_Assignment_
Reproduce only the lines that run from the line containing "of the window" to the end of the entries below, exactly as they stand.

Point localization data
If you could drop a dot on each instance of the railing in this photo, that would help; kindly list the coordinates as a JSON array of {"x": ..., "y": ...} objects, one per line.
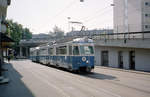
[{"x": 129, "y": 35}]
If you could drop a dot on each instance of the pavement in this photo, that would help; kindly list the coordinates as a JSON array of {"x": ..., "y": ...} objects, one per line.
[
  {"x": 125, "y": 70},
  {"x": 28, "y": 79}
]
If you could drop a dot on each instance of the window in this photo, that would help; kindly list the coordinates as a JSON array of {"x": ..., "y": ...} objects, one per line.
[
  {"x": 75, "y": 50},
  {"x": 61, "y": 50},
  {"x": 147, "y": 15},
  {"x": 86, "y": 50},
  {"x": 147, "y": 26},
  {"x": 50, "y": 51},
  {"x": 70, "y": 50},
  {"x": 146, "y": 3}
]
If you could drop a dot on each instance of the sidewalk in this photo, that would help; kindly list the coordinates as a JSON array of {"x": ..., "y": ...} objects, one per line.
[
  {"x": 15, "y": 88},
  {"x": 124, "y": 70}
]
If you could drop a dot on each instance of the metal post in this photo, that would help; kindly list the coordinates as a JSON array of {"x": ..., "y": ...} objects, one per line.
[{"x": 0, "y": 50}]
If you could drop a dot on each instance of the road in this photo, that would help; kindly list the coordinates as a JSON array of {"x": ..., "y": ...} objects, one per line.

_Response for this exercise_
If you could drop a dot on each instance of the window in this photo, that would help; kindly list the coordinates as a JSON array of {"x": ..., "y": ...} objects, one per line.
[
  {"x": 75, "y": 50},
  {"x": 61, "y": 50},
  {"x": 147, "y": 15},
  {"x": 86, "y": 50},
  {"x": 147, "y": 26},
  {"x": 50, "y": 51},
  {"x": 70, "y": 50},
  {"x": 146, "y": 3}
]
If you could drop a dot on each instance of the sidewalk in this photo, that would help; kindly list the coordinates as a JSON array of {"x": ..., "y": ...} objects, one per line.
[
  {"x": 15, "y": 88},
  {"x": 124, "y": 70}
]
If you could drop a dot on each instance of the metal post in this photo, that would help; kindly list the coordinates as a JSON array of {"x": ..., "y": ...} objects, one per line.
[{"x": 0, "y": 50}]
If you could drop a dot on each instance of the road in this photo, that would help; kindly list the coordinates as a JSON array of {"x": ..., "y": ...} objects, one per line.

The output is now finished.